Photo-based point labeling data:
--- Start ---
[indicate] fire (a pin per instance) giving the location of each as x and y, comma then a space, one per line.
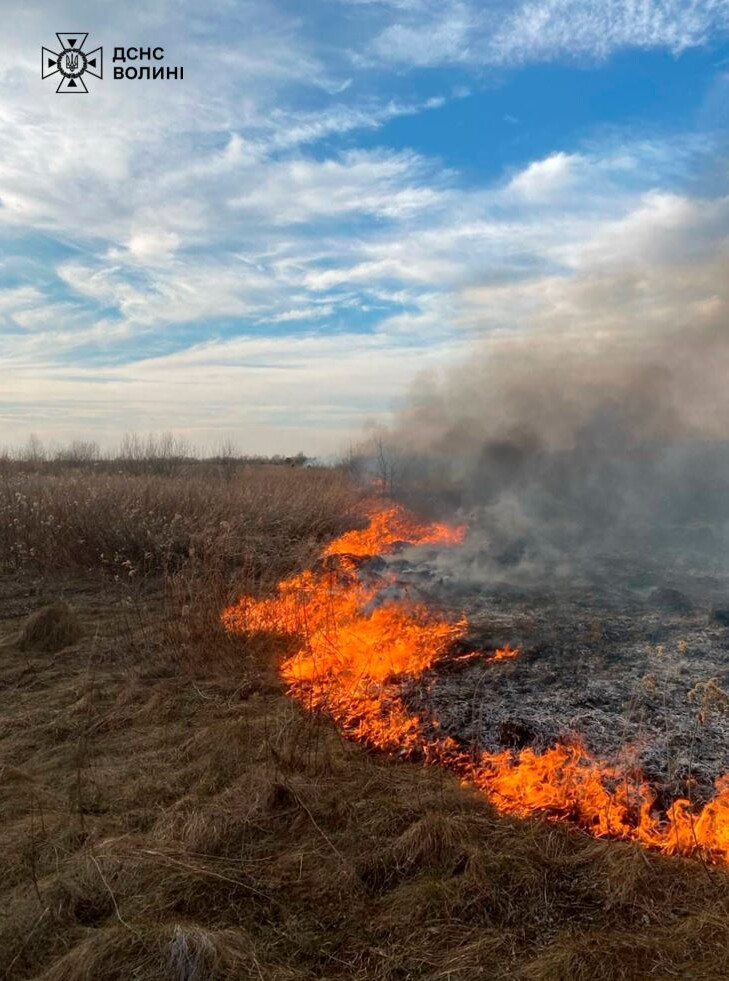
352, 644
391, 525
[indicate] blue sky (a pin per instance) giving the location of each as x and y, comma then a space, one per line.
340, 196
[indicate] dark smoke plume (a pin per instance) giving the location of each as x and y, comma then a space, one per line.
560, 443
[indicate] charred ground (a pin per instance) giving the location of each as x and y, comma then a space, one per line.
168, 812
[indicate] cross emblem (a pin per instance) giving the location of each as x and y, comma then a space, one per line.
72, 62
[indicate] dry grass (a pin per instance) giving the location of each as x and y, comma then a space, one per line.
171, 815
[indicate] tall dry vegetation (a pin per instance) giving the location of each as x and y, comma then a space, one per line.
264, 519
170, 815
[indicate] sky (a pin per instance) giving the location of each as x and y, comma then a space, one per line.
341, 197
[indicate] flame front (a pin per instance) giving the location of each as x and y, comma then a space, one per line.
354, 642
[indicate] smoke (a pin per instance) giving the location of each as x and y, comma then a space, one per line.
599, 426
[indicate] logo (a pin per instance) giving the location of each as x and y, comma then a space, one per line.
72, 63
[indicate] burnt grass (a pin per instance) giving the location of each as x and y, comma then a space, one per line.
168, 812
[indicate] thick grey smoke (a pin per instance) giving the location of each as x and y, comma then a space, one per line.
602, 428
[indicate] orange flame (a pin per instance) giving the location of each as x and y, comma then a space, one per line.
353, 643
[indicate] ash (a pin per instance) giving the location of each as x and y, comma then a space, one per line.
--- End ---
# Short exercise:
Reproduce the entries exactly. Do not carry over any picture.

# Response to the task:
[indicate] fire (a pin per instance) giving the location of each as x and y, comma then a space, one per line.
352, 644
391, 525
[indicate] blue sky (a pin per instance) giving the location of each as x and y, comma then a space, one per line.
340, 196
[indicate] dark smoke plume (a pin per instance) giving the location of each as x and y, comma then a space, one per line.
560, 443
[indicate] charred ground (a pin per instance) giving the location of each as x and y, comma then a space, one per line.
168, 812
[indicate] cross emblem (a pin per instance) giving the location of each as x and y, comma then a space, one per line.
72, 62
[indicate] dry grass (a pin per instance) giving the location of each as x and y, comma then a space, one per line.
171, 815
[indicate] tall dry vegetation (a pin per instance) giving the location of each as x and y, comma then a space, one per line.
264, 519
170, 815
[indicate] sky (a pin per instance) giving the location of each as x and y, comma then a space, one per line.
341, 197
[indicate] flame front (a pin per instance) giving the location of each as x and y, comma then a space, one per line.
354, 642
[indicate] smoke (a pin per instance) giving the location of each as x and y, comma then a space, one per line.
599, 426
[indicate] logo (a pin per instance) giving the location of each as x and y, comma then a space, one per line.
72, 63
[indicate] burnt grass (a pin per instance) giving the location of each as x and y, comma then a space, one per line.
168, 812
[indicate] thick grey smoke (a pin per instance) giving the location of each as x and y, comma then a space, one per line.
602, 428
[indicate] orange flame (a pin per instance) giving the location of each as x and y, comma then a space, one per line.
353, 643
[indicate] ash (a pin per instance) giving the location of each as x and y, comma then a space, one per line.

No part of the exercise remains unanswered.